* Exercise task
Report each line in the entries below that contains the word "light", copying every such line in full.

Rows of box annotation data
---------------

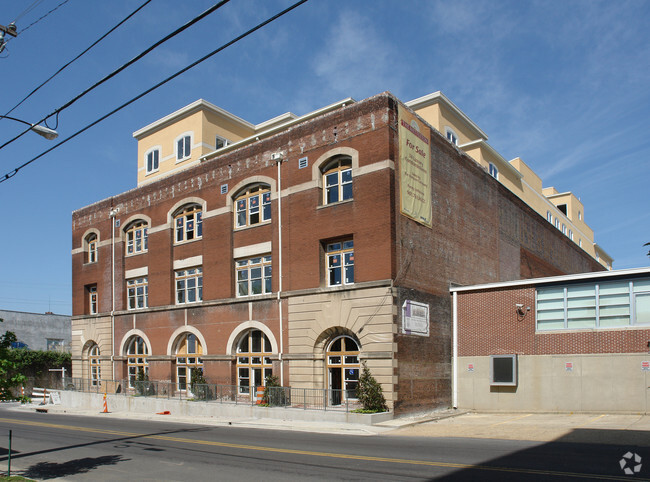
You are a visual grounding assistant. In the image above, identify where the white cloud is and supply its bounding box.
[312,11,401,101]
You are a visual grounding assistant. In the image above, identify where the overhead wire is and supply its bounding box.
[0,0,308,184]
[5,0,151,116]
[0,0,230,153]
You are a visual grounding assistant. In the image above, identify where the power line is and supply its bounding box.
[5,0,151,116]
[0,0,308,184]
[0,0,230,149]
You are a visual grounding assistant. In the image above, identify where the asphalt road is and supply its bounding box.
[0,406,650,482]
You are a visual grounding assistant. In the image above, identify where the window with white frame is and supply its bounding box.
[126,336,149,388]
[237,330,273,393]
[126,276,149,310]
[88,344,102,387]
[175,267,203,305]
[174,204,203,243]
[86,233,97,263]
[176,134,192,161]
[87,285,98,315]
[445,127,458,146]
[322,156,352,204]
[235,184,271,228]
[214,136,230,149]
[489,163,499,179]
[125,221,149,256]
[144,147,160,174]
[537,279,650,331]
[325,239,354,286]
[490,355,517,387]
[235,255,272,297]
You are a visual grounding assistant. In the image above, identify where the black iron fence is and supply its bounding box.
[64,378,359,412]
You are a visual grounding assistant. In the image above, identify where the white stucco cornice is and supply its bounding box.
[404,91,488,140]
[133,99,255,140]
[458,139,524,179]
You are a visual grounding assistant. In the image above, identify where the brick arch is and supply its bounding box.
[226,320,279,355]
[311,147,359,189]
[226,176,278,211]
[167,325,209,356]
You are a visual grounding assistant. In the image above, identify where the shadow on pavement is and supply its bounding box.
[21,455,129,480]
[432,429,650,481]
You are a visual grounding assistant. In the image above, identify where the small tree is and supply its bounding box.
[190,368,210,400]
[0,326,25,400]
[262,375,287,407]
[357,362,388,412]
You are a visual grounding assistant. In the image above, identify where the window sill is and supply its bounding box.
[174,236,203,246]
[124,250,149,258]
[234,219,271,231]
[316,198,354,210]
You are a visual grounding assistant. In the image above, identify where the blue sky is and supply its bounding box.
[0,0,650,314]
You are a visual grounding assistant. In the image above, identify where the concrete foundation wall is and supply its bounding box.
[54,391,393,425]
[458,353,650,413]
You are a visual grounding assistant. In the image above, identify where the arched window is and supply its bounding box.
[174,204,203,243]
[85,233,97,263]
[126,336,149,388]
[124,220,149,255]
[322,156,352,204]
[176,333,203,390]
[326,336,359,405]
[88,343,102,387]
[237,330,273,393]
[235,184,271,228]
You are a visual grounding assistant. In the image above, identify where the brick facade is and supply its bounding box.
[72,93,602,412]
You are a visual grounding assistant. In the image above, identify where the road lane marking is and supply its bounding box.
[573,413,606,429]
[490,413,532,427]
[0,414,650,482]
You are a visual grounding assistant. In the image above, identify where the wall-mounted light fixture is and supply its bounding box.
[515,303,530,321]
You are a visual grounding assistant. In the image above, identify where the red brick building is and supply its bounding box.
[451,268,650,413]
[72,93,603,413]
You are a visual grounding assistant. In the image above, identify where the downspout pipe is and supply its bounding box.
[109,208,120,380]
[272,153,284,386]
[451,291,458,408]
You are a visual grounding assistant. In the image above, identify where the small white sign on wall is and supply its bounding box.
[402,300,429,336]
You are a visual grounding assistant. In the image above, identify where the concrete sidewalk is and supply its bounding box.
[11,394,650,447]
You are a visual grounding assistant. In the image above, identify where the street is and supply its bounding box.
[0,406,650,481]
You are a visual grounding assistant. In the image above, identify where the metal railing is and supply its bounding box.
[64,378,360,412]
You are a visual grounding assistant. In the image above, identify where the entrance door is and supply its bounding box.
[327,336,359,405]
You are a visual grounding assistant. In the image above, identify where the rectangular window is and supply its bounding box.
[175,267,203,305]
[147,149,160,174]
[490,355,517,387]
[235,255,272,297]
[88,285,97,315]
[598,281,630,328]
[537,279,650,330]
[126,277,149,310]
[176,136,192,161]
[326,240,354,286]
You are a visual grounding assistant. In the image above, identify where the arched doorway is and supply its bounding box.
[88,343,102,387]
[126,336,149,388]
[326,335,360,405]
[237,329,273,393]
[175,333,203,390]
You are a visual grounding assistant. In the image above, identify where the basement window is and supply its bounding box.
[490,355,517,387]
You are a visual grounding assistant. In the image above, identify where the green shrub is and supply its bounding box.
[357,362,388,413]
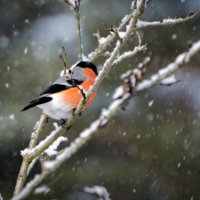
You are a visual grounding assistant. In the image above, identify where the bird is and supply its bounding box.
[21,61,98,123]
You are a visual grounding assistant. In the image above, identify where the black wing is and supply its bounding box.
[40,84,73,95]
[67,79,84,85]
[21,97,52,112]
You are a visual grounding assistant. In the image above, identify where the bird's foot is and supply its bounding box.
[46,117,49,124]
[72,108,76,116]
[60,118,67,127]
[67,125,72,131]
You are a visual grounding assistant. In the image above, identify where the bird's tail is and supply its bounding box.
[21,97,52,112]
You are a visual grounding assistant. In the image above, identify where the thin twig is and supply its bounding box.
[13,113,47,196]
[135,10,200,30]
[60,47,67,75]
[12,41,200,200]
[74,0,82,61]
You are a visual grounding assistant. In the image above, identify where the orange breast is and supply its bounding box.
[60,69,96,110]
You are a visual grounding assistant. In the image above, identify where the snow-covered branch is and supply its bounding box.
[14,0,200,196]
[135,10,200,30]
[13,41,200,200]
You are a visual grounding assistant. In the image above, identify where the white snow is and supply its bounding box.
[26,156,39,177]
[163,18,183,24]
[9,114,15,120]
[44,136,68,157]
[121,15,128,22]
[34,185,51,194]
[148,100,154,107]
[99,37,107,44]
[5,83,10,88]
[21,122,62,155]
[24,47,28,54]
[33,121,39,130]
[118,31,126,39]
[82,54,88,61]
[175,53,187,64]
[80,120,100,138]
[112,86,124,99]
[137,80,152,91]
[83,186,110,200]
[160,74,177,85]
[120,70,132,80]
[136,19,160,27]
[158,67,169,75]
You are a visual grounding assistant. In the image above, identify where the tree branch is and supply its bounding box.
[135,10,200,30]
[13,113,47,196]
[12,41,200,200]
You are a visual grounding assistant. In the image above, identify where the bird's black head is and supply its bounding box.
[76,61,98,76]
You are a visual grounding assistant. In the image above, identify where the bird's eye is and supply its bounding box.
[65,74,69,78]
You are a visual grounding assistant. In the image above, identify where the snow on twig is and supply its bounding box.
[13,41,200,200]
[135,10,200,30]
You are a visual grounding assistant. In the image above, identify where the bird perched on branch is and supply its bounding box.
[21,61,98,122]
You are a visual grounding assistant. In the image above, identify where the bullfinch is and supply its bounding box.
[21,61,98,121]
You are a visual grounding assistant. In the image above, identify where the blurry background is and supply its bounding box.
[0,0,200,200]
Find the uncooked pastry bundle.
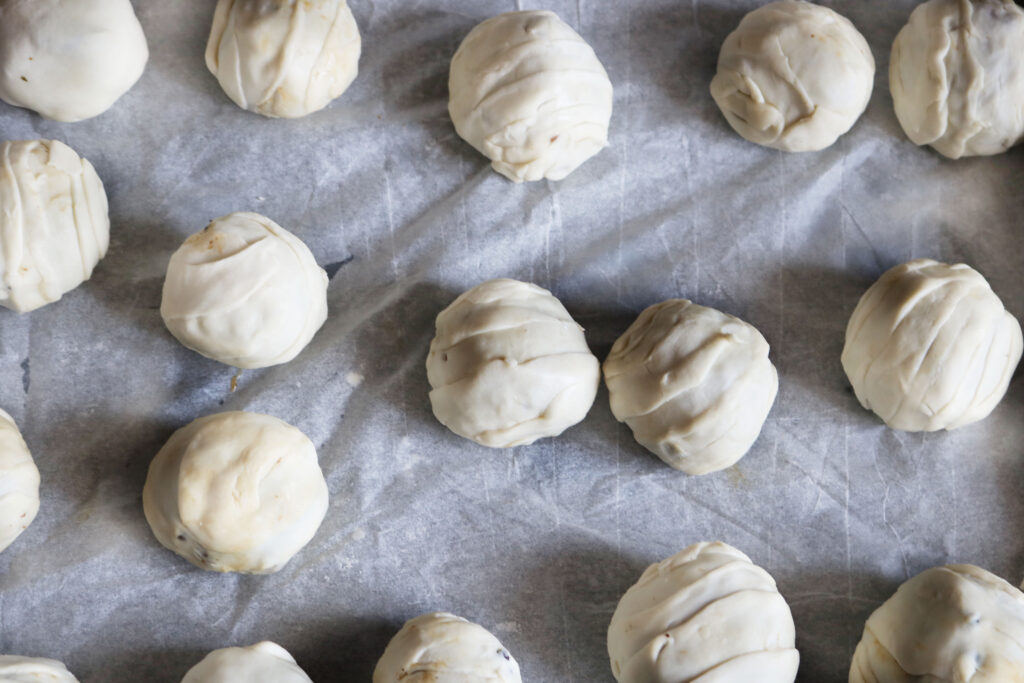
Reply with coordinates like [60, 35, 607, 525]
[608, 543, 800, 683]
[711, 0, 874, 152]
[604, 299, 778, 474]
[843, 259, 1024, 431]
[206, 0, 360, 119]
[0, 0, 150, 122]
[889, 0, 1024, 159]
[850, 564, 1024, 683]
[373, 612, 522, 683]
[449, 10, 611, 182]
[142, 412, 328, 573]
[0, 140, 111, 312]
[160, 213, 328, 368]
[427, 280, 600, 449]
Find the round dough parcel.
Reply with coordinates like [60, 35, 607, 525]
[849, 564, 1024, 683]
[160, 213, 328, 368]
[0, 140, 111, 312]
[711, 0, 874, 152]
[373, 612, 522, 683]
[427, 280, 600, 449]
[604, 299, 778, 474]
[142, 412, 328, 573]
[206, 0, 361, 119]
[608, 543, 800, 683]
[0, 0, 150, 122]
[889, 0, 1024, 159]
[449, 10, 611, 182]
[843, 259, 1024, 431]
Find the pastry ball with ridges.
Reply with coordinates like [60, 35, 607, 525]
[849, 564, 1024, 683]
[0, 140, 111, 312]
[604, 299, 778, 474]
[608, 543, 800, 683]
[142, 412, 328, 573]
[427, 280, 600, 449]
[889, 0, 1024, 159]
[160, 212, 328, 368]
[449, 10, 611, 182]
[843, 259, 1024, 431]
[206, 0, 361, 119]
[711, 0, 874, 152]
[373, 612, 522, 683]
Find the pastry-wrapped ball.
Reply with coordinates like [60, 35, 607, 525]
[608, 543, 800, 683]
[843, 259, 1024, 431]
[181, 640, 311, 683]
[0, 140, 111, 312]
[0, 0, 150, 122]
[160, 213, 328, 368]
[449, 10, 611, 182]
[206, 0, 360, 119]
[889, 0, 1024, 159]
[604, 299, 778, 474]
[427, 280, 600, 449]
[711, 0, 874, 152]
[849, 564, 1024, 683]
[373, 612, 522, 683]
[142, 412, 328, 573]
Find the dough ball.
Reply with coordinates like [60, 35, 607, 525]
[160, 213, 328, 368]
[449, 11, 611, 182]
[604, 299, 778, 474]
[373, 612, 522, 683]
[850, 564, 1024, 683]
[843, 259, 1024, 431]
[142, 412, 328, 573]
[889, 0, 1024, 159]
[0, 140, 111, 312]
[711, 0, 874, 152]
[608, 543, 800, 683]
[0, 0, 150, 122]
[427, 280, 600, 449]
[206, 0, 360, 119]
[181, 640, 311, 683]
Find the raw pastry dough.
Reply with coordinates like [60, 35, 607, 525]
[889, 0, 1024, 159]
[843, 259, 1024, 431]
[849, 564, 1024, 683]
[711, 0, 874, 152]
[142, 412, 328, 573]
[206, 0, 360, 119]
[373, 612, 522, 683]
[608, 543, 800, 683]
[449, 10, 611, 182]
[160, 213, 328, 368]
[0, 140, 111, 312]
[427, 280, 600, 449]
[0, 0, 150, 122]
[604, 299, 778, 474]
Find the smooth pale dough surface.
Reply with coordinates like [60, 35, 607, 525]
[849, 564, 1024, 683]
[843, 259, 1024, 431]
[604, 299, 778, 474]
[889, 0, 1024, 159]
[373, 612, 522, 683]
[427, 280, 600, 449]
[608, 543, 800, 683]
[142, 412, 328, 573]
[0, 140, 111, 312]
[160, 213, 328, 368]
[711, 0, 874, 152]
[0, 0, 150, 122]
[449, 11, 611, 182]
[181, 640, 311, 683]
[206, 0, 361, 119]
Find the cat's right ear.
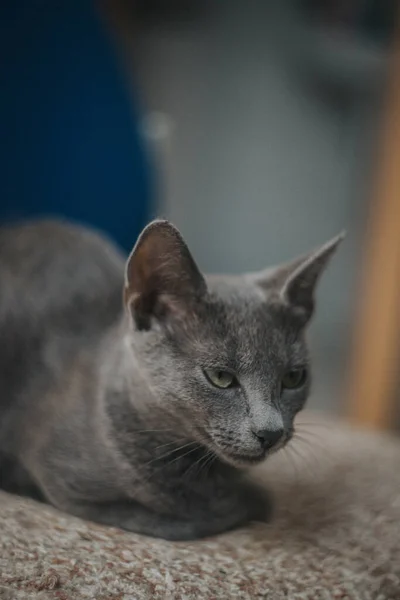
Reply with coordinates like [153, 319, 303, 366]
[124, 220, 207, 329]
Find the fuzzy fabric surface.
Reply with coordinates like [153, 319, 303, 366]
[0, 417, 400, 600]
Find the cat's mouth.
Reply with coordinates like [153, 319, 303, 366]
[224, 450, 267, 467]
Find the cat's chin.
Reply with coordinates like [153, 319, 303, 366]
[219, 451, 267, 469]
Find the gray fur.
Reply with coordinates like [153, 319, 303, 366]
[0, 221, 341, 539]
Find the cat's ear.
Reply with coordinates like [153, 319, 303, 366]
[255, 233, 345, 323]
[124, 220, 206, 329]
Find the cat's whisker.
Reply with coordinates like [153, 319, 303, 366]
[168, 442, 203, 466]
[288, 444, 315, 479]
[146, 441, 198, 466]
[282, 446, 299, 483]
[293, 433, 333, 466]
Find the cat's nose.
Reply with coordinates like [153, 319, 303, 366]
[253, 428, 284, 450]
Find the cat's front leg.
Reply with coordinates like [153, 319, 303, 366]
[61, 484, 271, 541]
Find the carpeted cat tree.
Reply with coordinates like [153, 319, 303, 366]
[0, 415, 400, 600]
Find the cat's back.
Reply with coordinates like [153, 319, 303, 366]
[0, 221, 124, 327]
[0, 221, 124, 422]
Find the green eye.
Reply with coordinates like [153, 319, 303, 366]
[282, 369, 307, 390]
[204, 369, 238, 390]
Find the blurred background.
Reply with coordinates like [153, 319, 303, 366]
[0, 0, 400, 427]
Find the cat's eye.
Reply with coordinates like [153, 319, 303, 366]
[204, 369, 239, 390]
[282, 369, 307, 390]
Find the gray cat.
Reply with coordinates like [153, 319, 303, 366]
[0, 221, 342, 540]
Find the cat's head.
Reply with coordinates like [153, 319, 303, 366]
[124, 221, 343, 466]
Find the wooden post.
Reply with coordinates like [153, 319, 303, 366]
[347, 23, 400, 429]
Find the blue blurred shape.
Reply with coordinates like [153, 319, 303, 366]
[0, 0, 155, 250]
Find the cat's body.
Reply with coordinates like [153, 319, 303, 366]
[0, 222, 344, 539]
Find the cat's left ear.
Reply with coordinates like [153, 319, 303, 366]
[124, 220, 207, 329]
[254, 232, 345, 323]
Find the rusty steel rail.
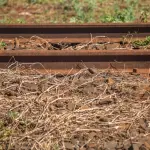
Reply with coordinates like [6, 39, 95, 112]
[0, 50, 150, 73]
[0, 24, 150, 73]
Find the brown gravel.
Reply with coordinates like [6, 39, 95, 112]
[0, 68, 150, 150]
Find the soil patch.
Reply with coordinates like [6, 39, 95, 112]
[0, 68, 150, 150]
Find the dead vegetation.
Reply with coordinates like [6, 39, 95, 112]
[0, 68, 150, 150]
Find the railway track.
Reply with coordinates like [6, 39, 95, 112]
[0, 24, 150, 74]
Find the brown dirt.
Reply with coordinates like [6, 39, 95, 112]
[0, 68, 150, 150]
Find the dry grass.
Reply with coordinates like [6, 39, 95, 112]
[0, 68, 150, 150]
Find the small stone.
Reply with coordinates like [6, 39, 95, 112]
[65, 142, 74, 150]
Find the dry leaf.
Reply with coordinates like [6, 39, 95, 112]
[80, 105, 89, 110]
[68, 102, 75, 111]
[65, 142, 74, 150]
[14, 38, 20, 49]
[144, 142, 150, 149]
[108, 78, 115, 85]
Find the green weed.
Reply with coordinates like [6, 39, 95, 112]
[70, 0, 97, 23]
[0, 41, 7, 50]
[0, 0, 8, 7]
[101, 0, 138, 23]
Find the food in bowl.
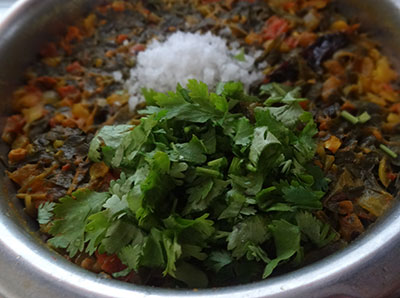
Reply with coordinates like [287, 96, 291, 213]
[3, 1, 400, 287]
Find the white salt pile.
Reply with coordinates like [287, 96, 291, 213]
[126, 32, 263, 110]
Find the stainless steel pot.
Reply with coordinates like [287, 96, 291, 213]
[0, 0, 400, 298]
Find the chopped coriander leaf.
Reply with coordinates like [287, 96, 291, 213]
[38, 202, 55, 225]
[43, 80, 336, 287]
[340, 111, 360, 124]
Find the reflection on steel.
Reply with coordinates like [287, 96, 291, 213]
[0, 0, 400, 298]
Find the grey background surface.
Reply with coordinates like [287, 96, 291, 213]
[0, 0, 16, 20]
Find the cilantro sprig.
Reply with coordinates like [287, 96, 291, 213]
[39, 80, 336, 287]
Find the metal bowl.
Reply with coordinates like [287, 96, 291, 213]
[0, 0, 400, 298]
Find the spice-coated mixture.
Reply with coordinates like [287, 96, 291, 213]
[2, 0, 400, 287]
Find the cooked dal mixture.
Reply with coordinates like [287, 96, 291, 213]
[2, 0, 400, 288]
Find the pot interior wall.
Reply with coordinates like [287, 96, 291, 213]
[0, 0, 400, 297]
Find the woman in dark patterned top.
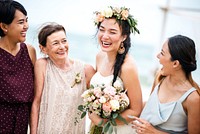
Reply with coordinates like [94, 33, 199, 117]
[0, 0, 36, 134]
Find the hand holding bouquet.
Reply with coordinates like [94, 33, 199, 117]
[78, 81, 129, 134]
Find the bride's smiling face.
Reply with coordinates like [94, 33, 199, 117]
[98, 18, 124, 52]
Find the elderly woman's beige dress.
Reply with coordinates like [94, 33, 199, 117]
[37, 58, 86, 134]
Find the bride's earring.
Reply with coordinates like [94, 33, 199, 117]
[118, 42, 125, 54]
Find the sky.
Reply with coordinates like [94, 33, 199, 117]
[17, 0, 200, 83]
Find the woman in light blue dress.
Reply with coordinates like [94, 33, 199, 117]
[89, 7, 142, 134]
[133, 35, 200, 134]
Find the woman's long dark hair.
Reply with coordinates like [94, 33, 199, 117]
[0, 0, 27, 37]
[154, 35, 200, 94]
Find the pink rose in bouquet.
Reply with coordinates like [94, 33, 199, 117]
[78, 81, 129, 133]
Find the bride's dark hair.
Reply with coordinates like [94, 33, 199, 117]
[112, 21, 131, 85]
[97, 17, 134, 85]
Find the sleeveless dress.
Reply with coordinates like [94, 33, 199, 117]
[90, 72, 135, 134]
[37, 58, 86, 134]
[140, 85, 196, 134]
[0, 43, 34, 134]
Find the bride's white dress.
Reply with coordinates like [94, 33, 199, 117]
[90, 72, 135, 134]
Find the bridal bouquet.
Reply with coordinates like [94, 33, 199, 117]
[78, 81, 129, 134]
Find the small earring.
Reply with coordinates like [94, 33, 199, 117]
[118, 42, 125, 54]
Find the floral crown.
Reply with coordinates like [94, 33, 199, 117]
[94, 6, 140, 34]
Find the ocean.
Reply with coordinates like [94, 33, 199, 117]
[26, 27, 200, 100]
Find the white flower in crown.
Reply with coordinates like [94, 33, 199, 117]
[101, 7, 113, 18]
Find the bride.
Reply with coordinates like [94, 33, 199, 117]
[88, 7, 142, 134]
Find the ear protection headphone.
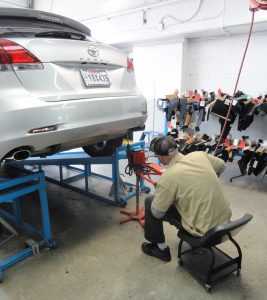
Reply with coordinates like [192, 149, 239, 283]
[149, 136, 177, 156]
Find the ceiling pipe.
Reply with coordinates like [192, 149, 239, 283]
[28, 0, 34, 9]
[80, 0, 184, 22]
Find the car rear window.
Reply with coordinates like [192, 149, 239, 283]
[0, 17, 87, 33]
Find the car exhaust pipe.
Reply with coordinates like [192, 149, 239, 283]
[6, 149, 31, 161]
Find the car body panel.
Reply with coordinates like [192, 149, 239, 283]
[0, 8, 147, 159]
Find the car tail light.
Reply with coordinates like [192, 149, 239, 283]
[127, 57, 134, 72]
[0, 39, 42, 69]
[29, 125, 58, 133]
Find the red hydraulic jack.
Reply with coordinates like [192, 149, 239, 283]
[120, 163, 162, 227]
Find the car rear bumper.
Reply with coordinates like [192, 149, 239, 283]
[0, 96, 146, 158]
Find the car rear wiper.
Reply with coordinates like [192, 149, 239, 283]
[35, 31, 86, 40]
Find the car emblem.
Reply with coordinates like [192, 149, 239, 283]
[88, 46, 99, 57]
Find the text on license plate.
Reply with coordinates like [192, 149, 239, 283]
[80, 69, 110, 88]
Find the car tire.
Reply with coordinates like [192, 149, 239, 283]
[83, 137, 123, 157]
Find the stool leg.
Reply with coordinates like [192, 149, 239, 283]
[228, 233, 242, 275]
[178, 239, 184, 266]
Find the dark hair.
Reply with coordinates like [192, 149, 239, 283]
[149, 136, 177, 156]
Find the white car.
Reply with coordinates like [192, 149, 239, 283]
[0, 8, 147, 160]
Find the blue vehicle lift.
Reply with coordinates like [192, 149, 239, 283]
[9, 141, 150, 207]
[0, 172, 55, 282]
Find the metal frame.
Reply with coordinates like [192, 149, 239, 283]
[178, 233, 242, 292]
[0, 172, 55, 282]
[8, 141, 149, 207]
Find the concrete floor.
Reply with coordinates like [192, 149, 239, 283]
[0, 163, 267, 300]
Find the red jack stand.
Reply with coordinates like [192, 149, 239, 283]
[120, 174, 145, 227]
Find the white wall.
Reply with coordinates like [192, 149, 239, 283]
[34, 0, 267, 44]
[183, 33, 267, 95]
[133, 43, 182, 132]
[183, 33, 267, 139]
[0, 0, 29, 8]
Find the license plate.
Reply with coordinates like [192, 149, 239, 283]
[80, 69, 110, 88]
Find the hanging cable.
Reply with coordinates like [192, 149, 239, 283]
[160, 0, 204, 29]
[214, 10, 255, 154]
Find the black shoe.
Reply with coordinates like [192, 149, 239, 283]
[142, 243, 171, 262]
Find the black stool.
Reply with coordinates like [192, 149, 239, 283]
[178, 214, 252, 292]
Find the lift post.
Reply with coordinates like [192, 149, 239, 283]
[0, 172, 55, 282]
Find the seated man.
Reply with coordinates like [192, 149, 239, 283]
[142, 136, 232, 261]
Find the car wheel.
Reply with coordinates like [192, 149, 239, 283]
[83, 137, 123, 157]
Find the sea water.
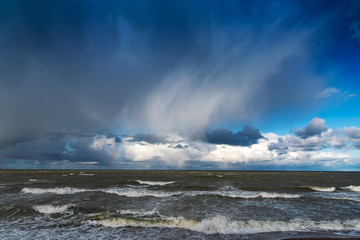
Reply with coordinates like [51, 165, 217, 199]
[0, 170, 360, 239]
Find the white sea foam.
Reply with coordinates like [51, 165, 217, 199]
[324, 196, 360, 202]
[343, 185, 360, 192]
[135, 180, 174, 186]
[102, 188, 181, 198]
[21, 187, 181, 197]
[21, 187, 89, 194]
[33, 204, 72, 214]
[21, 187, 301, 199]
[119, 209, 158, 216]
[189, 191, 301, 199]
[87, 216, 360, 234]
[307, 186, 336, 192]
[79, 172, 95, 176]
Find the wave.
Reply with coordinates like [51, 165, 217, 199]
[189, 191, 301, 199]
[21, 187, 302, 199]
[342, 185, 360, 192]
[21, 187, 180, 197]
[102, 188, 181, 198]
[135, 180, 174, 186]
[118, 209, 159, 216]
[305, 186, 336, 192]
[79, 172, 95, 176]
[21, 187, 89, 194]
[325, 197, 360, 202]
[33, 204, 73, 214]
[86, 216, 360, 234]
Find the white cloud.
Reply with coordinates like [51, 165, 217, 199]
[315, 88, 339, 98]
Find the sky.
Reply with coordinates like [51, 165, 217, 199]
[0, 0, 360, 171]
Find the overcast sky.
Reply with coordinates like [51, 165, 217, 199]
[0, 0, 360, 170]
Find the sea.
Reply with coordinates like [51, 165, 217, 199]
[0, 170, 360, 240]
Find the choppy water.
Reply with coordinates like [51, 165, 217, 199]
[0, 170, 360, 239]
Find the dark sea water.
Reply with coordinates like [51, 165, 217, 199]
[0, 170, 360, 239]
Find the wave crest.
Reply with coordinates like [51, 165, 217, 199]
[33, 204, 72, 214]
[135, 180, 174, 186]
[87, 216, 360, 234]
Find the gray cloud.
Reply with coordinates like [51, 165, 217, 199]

---------------

* Output for this task
You are a visual grounding assistant. In the image above, identify where the wall-mounted light fixture is and supply its bounding box.
Find the woman in light blue dress.
Find the car tail light.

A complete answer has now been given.